GESTELLTE AUFGABE
Ermittle, in wie vielen der folgenden Zeilen das Wort „jacket“ vorkommt, und gib nur diese Zahl an.

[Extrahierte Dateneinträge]
--------------------

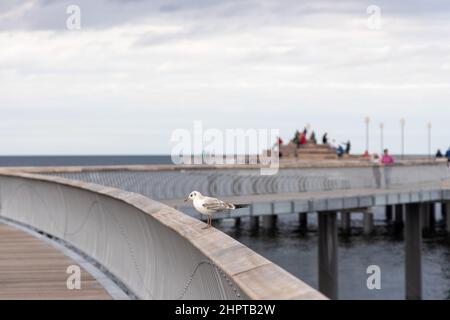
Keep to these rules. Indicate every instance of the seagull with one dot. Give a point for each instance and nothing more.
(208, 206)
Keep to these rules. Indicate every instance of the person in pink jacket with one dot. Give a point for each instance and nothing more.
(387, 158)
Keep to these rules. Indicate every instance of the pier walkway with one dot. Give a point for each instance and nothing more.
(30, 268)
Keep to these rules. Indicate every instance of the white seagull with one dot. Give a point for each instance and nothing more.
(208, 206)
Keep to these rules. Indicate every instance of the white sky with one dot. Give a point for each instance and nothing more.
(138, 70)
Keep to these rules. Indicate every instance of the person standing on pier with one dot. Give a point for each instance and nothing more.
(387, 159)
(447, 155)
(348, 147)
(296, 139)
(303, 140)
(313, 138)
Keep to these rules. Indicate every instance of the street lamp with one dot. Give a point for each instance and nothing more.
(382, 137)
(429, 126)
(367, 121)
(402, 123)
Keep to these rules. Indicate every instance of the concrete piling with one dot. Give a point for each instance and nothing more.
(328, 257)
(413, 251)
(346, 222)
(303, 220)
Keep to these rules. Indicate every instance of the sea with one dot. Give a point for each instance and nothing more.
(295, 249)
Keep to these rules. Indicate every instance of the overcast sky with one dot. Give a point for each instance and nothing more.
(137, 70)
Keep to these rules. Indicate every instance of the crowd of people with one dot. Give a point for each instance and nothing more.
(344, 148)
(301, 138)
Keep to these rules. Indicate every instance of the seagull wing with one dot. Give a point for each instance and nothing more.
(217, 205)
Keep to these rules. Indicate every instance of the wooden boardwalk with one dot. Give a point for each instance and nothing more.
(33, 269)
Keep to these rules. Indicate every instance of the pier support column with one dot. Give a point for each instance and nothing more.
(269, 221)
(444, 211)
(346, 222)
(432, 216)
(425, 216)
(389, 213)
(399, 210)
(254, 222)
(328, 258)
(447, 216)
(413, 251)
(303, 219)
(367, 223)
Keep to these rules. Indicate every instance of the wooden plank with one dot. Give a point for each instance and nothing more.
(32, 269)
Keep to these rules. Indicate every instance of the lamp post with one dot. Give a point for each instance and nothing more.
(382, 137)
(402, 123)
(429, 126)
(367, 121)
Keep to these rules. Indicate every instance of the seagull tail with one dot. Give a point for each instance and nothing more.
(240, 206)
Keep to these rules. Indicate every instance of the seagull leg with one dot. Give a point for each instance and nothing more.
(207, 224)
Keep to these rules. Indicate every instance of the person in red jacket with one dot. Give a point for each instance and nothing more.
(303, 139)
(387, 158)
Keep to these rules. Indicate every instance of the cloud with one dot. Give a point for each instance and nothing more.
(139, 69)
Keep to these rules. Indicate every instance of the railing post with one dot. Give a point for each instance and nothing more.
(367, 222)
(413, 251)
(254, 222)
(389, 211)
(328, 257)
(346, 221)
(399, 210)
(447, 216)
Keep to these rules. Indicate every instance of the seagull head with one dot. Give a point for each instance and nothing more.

--------------------

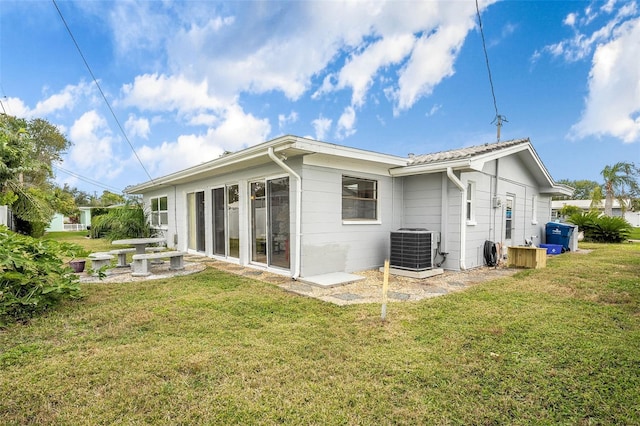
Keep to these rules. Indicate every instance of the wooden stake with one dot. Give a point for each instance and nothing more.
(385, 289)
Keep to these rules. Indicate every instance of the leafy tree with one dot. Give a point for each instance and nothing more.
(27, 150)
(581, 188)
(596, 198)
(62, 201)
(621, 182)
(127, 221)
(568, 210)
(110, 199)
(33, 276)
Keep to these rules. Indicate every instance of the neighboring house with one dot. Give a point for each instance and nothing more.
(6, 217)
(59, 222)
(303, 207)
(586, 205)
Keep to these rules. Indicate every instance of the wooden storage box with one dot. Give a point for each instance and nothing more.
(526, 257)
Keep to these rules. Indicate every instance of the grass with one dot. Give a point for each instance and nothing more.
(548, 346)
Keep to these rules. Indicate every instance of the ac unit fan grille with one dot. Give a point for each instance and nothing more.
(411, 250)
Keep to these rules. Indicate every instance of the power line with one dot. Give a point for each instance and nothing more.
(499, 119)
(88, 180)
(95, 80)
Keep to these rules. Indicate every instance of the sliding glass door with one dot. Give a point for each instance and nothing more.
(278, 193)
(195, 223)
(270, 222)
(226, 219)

--------------------

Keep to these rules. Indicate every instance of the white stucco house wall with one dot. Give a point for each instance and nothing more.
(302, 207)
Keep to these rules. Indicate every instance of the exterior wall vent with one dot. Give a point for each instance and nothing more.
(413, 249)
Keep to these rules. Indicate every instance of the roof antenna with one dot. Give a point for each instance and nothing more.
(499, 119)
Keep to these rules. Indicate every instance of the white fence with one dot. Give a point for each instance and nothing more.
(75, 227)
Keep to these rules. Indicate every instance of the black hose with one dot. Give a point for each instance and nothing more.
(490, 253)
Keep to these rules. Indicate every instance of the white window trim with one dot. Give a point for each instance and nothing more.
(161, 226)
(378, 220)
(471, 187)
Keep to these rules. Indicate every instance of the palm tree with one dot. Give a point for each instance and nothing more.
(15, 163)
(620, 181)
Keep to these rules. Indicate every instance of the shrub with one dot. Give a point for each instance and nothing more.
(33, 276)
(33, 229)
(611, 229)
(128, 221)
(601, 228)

--------------------

ANTWORT ZUR AUFGABE
2